[Records from a data source]

• • • • • • •

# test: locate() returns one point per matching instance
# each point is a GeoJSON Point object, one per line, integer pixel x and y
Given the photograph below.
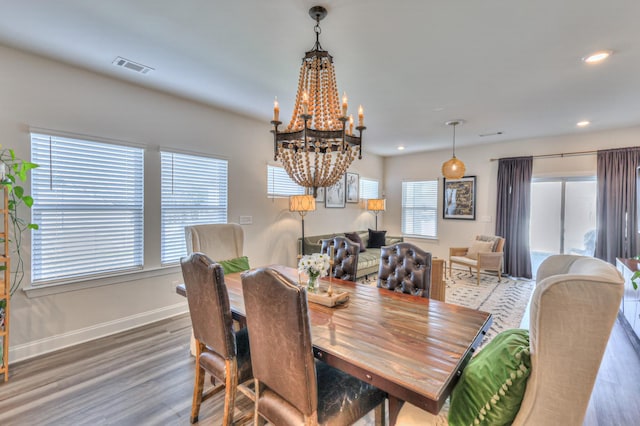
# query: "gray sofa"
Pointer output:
{"type": "Point", "coordinates": [368, 260]}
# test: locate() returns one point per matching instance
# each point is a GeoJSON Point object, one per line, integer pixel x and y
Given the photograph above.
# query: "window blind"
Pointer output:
{"type": "Point", "coordinates": [279, 184]}
{"type": "Point", "coordinates": [420, 208]}
{"type": "Point", "coordinates": [88, 203]}
{"type": "Point", "coordinates": [368, 189]}
{"type": "Point", "coordinates": [194, 191]}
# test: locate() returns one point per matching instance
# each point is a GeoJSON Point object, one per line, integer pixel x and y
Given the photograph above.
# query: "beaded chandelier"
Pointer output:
{"type": "Point", "coordinates": [318, 145]}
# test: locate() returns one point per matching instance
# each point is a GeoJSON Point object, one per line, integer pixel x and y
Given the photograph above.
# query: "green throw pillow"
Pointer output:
{"type": "Point", "coordinates": [238, 264]}
{"type": "Point", "coordinates": [492, 385]}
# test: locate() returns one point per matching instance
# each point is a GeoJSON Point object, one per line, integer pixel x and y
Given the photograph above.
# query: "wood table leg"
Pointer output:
{"type": "Point", "coordinates": [395, 405]}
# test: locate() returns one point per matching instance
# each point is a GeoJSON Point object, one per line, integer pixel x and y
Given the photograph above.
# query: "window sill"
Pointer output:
{"type": "Point", "coordinates": [65, 286]}
{"type": "Point", "coordinates": [419, 237]}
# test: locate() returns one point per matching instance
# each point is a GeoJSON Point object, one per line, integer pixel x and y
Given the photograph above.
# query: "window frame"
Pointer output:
{"type": "Point", "coordinates": [215, 190]}
{"type": "Point", "coordinates": [82, 192]}
{"type": "Point", "coordinates": [431, 209]}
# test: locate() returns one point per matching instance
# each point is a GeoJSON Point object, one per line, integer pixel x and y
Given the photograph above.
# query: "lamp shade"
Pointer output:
{"type": "Point", "coordinates": [302, 203]}
{"type": "Point", "coordinates": [376, 204]}
{"type": "Point", "coordinates": [453, 169]}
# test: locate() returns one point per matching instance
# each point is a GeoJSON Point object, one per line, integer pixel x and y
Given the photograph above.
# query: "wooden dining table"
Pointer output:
{"type": "Point", "coordinates": [413, 348]}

• • • • • • •

TASK BRIEF:
Verbatim reproduction of every record is required; images are left out.

THE RESULT:
# test: locate() returns one point per matching instance
# each point is a GeoJSON Point object, one per line, integer pixel x and y
Given the photograph below.
# query: "gray sofa"
Pointer output:
{"type": "Point", "coordinates": [368, 260]}
# test: locate() returns one point per matching instance
# each point is a GeoJSON Point object, one per line, integer pixel x and y
Given the photograph above.
# query: "window blind"
Pointer output:
{"type": "Point", "coordinates": [279, 184]}
{"type": "Point", "coordinates": [420, 208]}
{"type": "Point", "coordinates": [88, 203]}
{"type": "Point", "coordinates": [368, 189]}
{"type": "Point", "coordinates": [194, 191]}
# test: locate() returns one point per matching instance
# each point is a GeoJSON Point object, one per line, integer pixel x and y
Given the photograph above.
# query: "beaded chandelier"
Pointer output:
{"type": "Point", "coordinates": [318, 145]}
# test: locate() returns one point per matching instance
# each point is a GeoJSON Point object, one per line, integer pixel x and y
Given the photograph above.
# query: "green throw pillow"
Pointer output:
{"type": "Point", "coordinates": [238, 264]}
{"type": "Point", "coordinates": [492, 385]}
# test: locate() returns one point per matching instance
# each point is a GeoJSON Point object, one per line, integer pixel x and y
Given the photograph above.
# query: "wood table leg"
Pointer output:
{"type": "Point", "coordinates": [395, 405]}
# test: locate() returns one point per matching instance
# each point is a GeoJSON Point object, one per line, integer pixel x and y
Given the photograph above.
# query: "window sill"
Pointer output:
{"type": "Point", "coordinates": [65, 286]}
{"type": "Point", "coordinates": [419, 237]}
# test: locate() returns one point per matching instance
# each point is a GeoJSON Point object, one per line, integer pixel x and y
Given the photograph above.
# query: "window frame"
Pointer output:
{"type": "Point", "coordinates": [215, 190]}
{"type": "Point", "coordinates": [82, 192]}
{"type": "Point", "coordinates": [431, 209]}
# test: locate() returns one point per matching instance
# each point is a GeoJSON Point object, one per line, integer pixel x and y
Given the photograph above.
# query: "lamp shade"
Pointer output:
{"type": "Point", "coordinates": [302, 203]}
{"type": "Point", "coordinates": [376, 204]}
{"type": "Point", "coordinates": [453, 169]}
# test: locate() returns one point per matching instance
# each point is a GeoJSON Point object, one per line, integer pixel x and y
Given the photograph above.
# query: "wooden dining table"
Pointer output:
{"type": "Point", "coordinates": [413, 348]}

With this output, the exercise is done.